▶ EXTRAIT CHOISI:
__________

La dette, toujours la dette. Elle serait trop élevée, insoutenable, menaçante. On nous répète qu’il n’y a pas d’alternative : il faut la réduire, vite, sous peine de catastrophe. La France serait « en faillite ». La Belgique pourrait « finir comme la Grèce ». Ces refrains, loin d’être nouveaux, accompagnent depuis des décennies – et même des siècles – le discours dominant du capitalisme. Au Nord comme au Sud, la dette sert de prétexte, d’alibi, d’arme politique pour justifier l’austérité et servir les intérêts des puissances économiques et financières.
Dans ce « système-dette », les agences de notation occupent une place importante. Chaque dégradation de note fait la une des médias et intensifie la pression sur les gouvernements. Récemment encore, l’État fédéral et les trois Régions (wallonne, bruxelloise et flamande) ont vu leur note abaissée, déclenchant leur lot de discours alarmistes. Comprendre ce que sont réellement ces agences est donc essentiel. Loin d’être neutres, elles sont un rouage du système capitaliste et un instrument au service des marchés financiers. Si leur influence est bien réelle, elles ne sont pas toutes-puissantes, et il est possible de les neutraliser.

__________

▶ DONNÉES FOURNIES:
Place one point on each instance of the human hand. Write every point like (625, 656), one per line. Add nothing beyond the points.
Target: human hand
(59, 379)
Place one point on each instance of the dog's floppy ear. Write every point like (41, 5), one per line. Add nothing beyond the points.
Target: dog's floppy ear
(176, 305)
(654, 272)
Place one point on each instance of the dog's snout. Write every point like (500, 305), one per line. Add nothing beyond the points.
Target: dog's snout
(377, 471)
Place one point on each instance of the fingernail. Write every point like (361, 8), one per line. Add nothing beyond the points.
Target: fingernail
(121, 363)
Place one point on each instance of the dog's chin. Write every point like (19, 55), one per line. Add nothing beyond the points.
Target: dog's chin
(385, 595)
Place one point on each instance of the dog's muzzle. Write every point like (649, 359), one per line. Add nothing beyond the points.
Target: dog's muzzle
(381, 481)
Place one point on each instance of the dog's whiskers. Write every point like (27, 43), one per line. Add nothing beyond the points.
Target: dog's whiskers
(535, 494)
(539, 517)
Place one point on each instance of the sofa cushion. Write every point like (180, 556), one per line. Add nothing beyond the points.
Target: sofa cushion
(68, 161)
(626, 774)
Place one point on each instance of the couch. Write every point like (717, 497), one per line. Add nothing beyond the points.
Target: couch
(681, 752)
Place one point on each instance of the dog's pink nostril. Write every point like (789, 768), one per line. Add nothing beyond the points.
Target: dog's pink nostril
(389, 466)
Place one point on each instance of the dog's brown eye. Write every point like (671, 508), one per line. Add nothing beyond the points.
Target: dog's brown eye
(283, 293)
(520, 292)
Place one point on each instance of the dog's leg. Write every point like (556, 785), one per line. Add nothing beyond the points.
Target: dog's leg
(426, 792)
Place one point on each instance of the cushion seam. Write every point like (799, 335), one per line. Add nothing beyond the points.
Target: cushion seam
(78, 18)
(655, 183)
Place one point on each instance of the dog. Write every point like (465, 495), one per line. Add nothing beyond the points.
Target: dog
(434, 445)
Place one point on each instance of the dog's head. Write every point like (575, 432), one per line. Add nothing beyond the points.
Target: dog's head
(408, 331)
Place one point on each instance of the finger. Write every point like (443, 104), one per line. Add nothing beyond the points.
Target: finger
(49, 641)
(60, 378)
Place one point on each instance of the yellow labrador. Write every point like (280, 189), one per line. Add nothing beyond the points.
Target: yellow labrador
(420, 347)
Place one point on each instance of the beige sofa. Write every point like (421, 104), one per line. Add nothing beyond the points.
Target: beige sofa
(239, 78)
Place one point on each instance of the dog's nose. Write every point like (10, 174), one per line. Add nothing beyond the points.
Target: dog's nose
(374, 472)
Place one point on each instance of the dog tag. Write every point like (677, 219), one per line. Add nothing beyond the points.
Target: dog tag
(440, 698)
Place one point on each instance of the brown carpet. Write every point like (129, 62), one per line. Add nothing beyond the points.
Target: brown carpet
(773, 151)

__________

▶ PROBLÈMES ET TÂCHES:
- 1) Recopiez, dans le texte sur la dette, le passage allant de « La dette, toujours » jusqu'à « économiques et financières. » inclus.
- 2) Poursuivez le texte sur la dette et les agences de notation à partir de sa dernière phrase.

▶ RÉSULTATS PAR TÂCHE:
- 1)
La dette, toujours la dette. Elle serait trop élevée, insoutenable, menaçante. On nous répète qu’il n’y a pas d’alternative : il faut la réduire, vite, sous peine de catastrophe. La France serait « en faillite ». La Belgique pourrait « finir comme la Grèce ». Ces refrains, loin d’être nouveaux, accompagnent depuis des décennies – et même des siècles – le discours dominant du capitalisme. Au Nord comme au Sud, la dette sert de prétexte, d’alibi, d’arme politique pour justifier l’austérité et servir les intérêts des puissances économiques et financières.

- 2)
Ce dossier se compose de 4 parties, qui paraitront chaque lundi jusqu’au 20 octobre.
Agences de notation | Comprendre (partie 1/4) : paru le 29 septembre
Agences de notation | Dénoncer (partie 2/4)
Agences de notation | Ne pas surestimer (partie 3/4) : à paraître le 13 octobre
Agences de notation | Neutraliser (partie 4/4) : à paraître le 20 octobre
Après avoir analysés leur origine, leur développement et leur fonctionnement de base, analysons maintenant de manière critique le rôle des agences de notation au sein de la finance mondiale. De nombreuses critiques peuvent être formulées à leur égard, en voici les principales.
1. Elles ne sont pas indépendantes (triple conflit d’intérêt)
Les agences de notations sont potentiellement en situation de triple conflit d’intérêt.
Premièrement, un peu à l’image des commissaires aux comptes ou des services externes de prévention et de protection au travail (SEPPT)[1], les agences de notation sont donc payées par les États ou les entreprises afin de noter ces mêmes États ou entreprises. Elles pourraient donc logiquement avoir tendance à donner des « meilleures » notes à leurs « bons » clients, à savoir ceux qui paient bien ?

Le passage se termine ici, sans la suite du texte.